==== Dataset entries
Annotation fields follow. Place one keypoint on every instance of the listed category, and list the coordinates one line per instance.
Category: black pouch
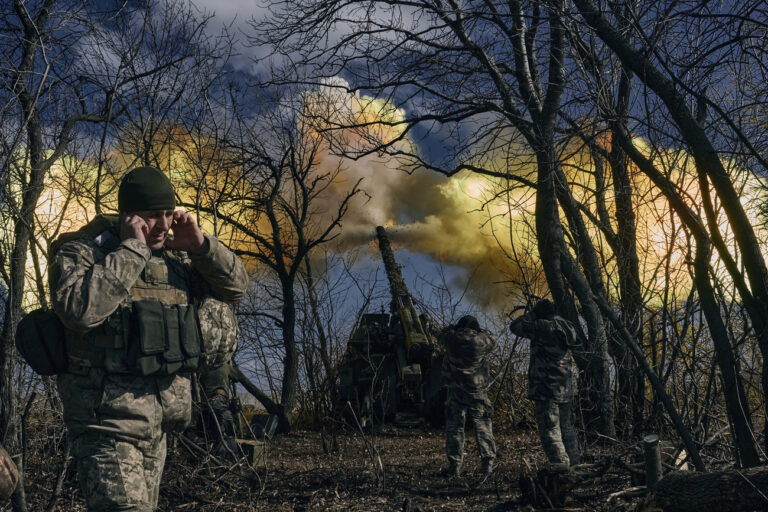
(190, 337)
(149, 335)
(173, 332)
(40, 341)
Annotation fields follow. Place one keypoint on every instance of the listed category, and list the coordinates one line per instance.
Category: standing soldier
(550, 384)
(465, 373)
(131, 298)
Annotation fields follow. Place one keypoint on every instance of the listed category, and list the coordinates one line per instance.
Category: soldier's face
(158, 223)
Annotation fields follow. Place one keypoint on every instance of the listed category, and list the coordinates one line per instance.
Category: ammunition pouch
(145, 338)
(40, 341)
(164, 338)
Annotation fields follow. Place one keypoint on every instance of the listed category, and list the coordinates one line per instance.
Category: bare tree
(473, 68)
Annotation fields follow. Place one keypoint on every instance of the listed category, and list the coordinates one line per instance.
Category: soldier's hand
(186, 234)
(133, 226)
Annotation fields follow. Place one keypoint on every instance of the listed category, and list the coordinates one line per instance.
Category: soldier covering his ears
(550, 384)
(465, 372)
(135, 303)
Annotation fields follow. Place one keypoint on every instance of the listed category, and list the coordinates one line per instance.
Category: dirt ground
(300, 476)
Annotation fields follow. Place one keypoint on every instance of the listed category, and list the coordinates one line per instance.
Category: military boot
(487, 468)
(453, 470)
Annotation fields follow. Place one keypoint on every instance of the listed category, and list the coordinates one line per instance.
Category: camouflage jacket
(92, 276)
(549, 369)
(465, 370)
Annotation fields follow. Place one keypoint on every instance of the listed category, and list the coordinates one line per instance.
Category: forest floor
(299, 475)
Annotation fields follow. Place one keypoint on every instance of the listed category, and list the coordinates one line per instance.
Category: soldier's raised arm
(222, 270)
(89, 282)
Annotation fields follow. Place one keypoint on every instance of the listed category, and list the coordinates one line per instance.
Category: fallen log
(733, 490)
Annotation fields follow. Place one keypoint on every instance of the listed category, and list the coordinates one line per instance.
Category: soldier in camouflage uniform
(550, 383)
(465, 373)
(127, 294)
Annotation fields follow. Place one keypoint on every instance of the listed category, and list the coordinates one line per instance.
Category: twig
(632, 492)
(60, 479)
(378, 466)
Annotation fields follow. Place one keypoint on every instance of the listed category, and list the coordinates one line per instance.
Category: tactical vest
(155, 331)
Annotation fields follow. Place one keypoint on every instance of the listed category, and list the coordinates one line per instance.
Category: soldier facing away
(128, 295)
(465, 373)
(550, 383)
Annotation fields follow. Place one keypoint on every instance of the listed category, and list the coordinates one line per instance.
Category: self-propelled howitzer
(391, 368)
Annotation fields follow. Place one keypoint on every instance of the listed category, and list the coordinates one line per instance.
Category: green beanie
(145, 188)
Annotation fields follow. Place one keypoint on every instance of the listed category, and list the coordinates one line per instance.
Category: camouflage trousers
(456, 412)
(119, 475)
(558, 435)
(118, 426)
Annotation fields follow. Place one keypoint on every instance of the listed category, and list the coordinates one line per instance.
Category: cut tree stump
(732, 490)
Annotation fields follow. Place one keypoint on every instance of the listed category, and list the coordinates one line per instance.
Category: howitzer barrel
(402, 303)
(396, 283)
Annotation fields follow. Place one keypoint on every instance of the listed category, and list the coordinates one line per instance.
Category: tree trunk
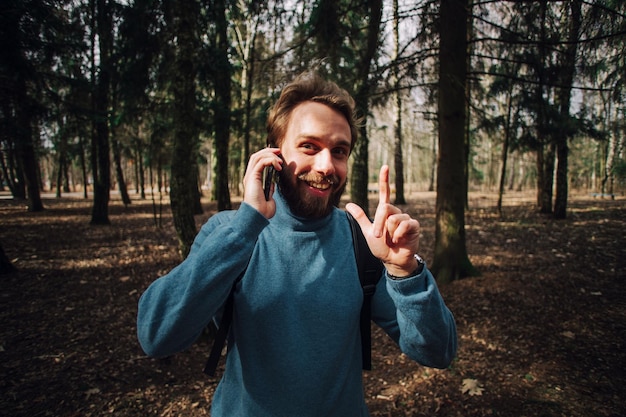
(545, 165)
(222, 108)
(398, 156)
(6, 267)
(360, 173)
(505, 148)
(119, 174)
(450, 258)
(185, 131)
(101, 163)
(564, 97)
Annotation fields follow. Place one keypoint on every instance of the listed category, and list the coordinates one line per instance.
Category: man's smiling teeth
(320, 185)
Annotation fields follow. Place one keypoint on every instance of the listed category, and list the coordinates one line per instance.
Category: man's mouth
(323, 186)
(317, 182)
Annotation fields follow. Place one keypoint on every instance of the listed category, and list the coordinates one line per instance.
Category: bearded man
(294, 342)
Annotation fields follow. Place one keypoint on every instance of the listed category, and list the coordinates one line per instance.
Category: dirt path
(542, 331)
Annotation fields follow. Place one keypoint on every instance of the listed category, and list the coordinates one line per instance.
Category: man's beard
(303, 204)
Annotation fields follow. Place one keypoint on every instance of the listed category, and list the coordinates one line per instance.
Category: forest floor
(542, 332)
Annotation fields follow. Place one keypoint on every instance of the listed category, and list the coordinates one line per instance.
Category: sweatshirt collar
(285, 217)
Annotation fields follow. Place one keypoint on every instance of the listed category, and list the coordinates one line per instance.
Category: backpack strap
(370, 270)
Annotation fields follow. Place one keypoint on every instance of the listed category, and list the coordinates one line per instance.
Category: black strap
(220, 337)
(370, 270)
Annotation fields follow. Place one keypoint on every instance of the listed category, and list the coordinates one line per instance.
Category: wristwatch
(420, 263)
(418, 270)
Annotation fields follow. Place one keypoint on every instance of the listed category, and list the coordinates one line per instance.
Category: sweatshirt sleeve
(413, 313)
(175, 308)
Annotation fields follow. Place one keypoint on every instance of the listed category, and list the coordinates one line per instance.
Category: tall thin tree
(450, 258)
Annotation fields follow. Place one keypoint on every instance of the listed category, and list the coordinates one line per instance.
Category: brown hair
(309, 86)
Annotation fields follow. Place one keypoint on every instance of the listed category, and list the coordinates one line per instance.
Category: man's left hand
(393, 237)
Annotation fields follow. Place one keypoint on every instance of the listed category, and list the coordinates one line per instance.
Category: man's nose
(324, 162)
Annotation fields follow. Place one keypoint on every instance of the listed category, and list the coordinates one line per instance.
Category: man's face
(315, 151)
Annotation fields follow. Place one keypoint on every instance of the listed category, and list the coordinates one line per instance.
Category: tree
(564, 91)
(398, 158)
(360, 171)
(221, 105)
(31, 40)
(183, 178)
(100, 158)
(6, 267)
(450, 255)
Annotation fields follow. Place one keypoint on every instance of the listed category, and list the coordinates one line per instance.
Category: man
(294, 347)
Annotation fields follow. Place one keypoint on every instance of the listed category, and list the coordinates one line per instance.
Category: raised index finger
(383, 194)
(383, 185)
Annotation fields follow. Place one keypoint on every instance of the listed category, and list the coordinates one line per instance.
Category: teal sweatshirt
(294, 347)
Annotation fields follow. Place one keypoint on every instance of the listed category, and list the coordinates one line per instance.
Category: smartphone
(268, 177)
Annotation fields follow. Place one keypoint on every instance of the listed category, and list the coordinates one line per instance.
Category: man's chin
(310, 204)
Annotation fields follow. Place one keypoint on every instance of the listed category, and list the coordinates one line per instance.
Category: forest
(125, 124)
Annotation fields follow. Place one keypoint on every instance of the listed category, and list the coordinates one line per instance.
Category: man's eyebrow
(341, 142)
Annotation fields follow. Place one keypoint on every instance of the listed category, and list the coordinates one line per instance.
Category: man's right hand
(253, 181)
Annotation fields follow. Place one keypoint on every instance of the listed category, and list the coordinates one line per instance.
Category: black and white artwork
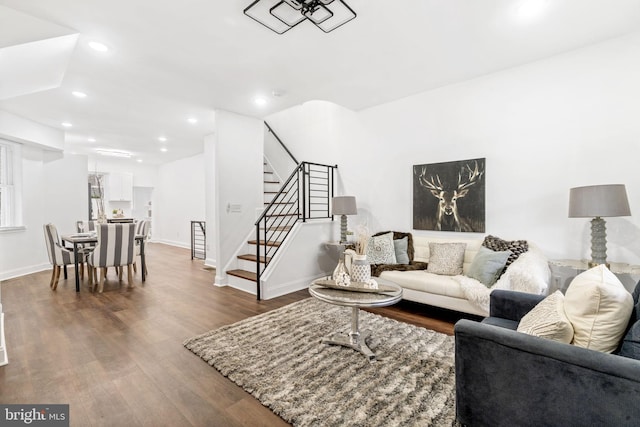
(449, 196)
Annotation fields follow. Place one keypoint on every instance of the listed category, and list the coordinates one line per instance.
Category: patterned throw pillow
(488, 265)
(380, 249)
(400, 245)
(517, 247)
(548, 320)
(446, 258)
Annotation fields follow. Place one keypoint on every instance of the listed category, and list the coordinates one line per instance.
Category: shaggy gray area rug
(278, 358)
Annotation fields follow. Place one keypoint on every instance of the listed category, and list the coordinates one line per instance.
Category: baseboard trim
(3, 348)
(289, 287)
(18, 272)
(173, 243)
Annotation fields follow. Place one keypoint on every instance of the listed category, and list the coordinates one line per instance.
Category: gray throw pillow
(446, 258)
(488, 265)
(630, 345)
(380, 249)
(400, 246)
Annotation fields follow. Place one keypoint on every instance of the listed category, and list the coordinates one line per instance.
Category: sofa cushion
(630, 345)
(400, 247)
(487, 266)
(380, 249)
(599, 307)
(517, 247)
(501, 322)
(422, 281)
(401, 235)
(548, 320)
(446, 258)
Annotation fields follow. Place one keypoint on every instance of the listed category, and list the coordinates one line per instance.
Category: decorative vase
(340, 274)
(102, 219)
(360, 269)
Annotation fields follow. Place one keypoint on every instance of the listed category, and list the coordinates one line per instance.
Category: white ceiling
(170, 60)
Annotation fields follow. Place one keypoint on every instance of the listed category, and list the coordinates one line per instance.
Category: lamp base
(343, 229)
(592, 264)
(598, 242)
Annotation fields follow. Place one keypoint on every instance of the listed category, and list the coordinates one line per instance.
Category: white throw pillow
(380, 249)
(446, 258)
(598, 306)
(548, 320)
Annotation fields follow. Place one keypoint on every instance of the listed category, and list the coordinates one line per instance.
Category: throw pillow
(400, 247)
(446, 258)
(630, 345)
(548, 320)
(380, 249)
(487, 266)
(599, 307)
(517, 247)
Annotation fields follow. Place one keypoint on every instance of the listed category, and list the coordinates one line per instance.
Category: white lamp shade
(598, 201)
(344, 205)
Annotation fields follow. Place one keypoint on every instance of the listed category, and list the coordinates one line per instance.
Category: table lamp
(598, 201)
(343, 205)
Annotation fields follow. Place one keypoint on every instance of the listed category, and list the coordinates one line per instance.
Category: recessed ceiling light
(97, 46)
(114, 153)
(528, 10)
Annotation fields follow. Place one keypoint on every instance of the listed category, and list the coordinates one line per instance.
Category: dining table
(79, 239)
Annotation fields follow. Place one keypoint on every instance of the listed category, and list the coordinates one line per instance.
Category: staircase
(247, 262)
(306, 194)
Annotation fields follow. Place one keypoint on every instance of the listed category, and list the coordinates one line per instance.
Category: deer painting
(449, 189)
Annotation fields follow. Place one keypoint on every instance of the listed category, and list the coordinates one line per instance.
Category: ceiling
(171, 60)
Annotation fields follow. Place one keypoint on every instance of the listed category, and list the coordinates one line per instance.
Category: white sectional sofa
(528, 273)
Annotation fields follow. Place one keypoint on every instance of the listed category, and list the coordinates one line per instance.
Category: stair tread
(279, 228)
(269, 242)
(248, 275)
(252, 257)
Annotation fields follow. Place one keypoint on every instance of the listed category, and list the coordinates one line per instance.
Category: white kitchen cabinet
(120, 187)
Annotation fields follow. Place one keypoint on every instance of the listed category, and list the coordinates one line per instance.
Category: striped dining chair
(59, 256)
(142, 229)
(115, 248)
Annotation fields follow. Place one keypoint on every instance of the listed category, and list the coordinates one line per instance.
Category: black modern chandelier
(282, 15)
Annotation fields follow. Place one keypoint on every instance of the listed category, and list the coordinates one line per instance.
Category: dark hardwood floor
(117, 358)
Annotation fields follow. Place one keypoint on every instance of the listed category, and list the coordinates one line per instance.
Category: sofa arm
(512, 305)
(507, 378)
(378, 269)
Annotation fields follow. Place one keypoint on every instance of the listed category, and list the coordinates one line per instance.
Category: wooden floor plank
(117, 357)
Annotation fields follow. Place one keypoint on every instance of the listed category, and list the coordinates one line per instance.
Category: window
(9, 195)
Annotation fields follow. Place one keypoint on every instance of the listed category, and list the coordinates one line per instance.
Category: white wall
(143, 176)
(179, 198)
(210, 198)
(545, 127)
(238, 180)
(54, 190)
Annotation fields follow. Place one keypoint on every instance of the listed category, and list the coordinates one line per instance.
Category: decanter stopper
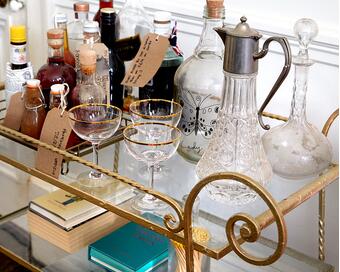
(305, 30)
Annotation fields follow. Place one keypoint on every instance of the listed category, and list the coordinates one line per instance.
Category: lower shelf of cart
(15, 236)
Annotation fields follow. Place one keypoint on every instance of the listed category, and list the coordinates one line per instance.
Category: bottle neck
(56, 55)
(298, 107)
(105, 4)
(239, 97)
(81, 15)
(209, 40)
(63, 26)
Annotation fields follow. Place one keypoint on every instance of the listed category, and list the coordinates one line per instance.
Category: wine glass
(94, 123)
(144, 147)
(156, 110)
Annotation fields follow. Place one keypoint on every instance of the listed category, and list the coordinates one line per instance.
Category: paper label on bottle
(56, 131)
(15, 111)
(147, 61)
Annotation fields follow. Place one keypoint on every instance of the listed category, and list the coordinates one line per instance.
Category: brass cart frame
(179, 228)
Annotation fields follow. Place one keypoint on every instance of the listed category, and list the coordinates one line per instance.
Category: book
(79, 236)
(67, 210)
(131, 248)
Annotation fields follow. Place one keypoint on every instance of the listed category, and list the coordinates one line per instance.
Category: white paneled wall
(271, 18)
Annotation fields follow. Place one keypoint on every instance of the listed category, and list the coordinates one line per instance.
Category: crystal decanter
(236, 143)
(199, 84)
(297, 149)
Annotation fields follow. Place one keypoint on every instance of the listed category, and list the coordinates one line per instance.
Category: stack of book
(70, 222)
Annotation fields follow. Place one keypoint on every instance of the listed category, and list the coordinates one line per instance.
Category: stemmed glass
(143, 146)
(159, 111)
(94, 123)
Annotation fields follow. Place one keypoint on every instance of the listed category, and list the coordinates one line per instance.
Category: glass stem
(95, 174)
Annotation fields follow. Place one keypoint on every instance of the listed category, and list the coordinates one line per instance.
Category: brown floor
(7, 265)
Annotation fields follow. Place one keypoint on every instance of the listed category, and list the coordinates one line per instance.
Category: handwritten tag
(56, 131)
(147, 61)
(15, 111)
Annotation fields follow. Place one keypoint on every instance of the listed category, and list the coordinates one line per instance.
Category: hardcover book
(131, 248)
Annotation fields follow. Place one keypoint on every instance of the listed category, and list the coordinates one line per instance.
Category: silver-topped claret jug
(236, 144)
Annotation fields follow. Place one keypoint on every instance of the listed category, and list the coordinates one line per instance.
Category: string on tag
(63, 102)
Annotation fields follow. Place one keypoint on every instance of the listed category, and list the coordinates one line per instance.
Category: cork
(88, 60)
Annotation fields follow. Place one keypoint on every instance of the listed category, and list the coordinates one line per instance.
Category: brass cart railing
(178, 225)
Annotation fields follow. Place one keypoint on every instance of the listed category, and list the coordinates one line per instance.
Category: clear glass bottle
(236, 144)
(199, 84)
(162, 84)
(56, 71)
(34, 113)
(297, 149)
(60, 21)
(87, 91)
(75, 28)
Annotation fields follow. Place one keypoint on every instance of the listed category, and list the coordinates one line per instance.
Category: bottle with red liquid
(34, 112)
(60, 21)
(102, 4)
(56, 71)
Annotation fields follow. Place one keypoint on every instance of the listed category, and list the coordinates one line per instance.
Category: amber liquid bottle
(56, 71)
(34, 112)
(60, 21)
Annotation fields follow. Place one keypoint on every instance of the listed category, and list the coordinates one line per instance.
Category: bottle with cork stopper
(56, 70)
(87, 91)
(34, 112)
(199, 84)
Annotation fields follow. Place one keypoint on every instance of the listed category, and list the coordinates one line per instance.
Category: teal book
(131, 248)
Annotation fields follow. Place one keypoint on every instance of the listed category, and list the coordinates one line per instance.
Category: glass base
(148, 203)
(233, 194)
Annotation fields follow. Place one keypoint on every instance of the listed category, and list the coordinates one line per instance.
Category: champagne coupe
(159, 111)
(143, 146)
(94, 123)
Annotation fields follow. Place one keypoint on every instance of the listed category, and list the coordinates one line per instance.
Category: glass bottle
(34, 113)
(199, 84)
(18, 48)
(91, 32)
(116, 65)
(60, 21)
(236, 144)
(102, 4)
(297, 149)
(75, 28)
(56, 70)
(162, 84)
(87, 91)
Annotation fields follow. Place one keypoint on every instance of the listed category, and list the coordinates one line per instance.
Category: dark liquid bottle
(116, 65)
(102, 4)
(161, 86)
(56, 71)
(18, 47)
(34, 112)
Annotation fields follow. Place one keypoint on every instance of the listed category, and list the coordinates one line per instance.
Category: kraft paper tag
(56, 131)
(15, 111)
(147, 61)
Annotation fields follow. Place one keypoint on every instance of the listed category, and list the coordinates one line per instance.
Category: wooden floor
(7, 265)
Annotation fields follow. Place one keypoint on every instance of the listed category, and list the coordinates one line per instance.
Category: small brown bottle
(34, 112)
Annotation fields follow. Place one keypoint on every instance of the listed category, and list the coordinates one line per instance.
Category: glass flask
(34, 112)
(236, 144)
(198, 84)
(56, 71)
(297, 149)
(161, 86)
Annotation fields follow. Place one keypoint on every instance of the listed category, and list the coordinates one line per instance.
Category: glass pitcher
(236, 144)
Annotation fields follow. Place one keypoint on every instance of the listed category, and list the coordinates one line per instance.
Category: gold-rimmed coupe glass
(159, 111)
(94, 123)
(144, 147)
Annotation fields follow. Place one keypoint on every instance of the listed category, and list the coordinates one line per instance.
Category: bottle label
(18, 54)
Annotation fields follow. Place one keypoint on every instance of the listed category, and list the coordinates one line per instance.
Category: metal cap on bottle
(241, 43)
(81, 6)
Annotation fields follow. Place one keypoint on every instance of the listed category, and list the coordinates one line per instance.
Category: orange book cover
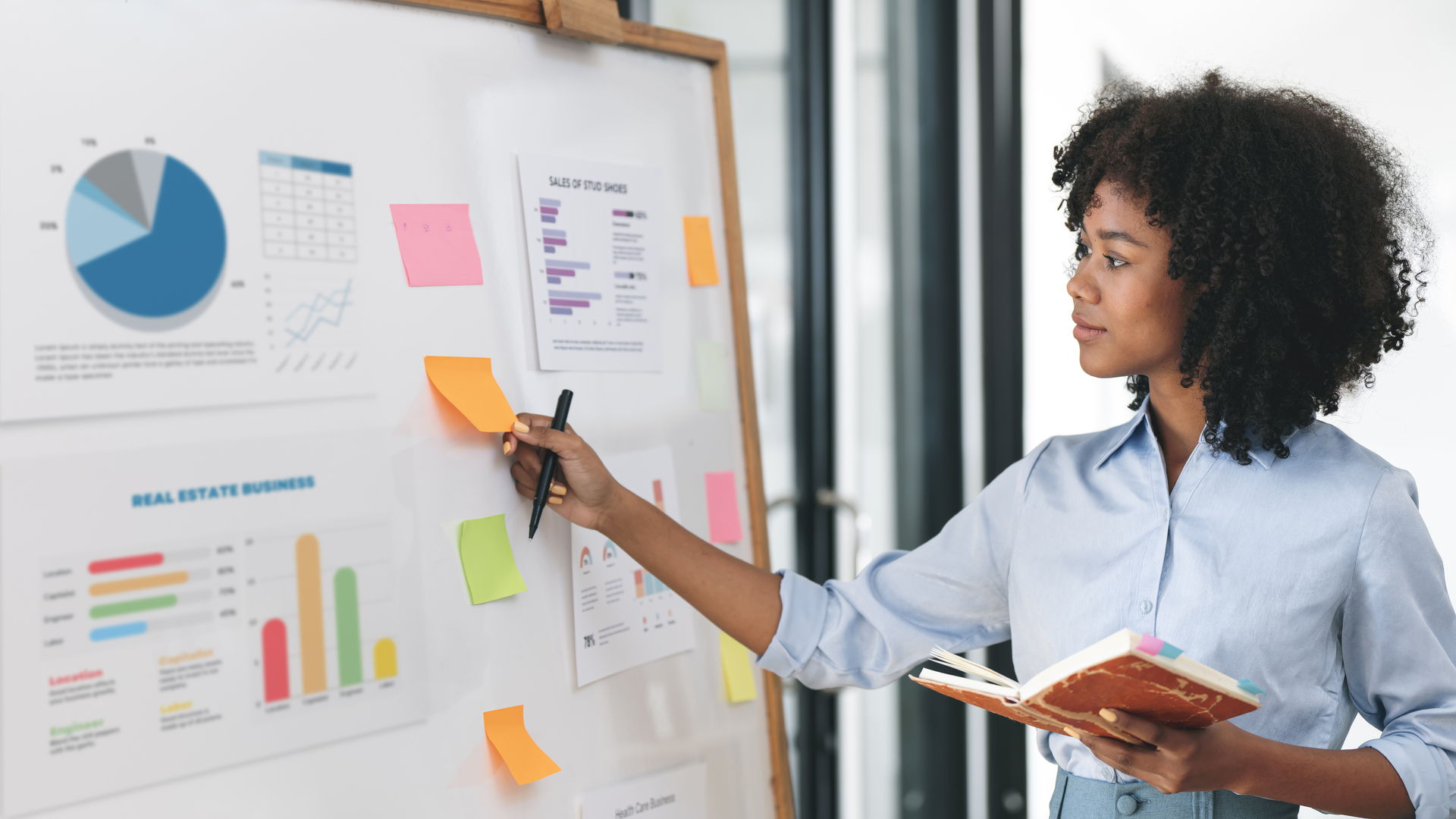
========
What the task asks ▸ Count the lines above that contain the string "gray", matching case exactly. Give only the number.

Answer to the problem ▸ 2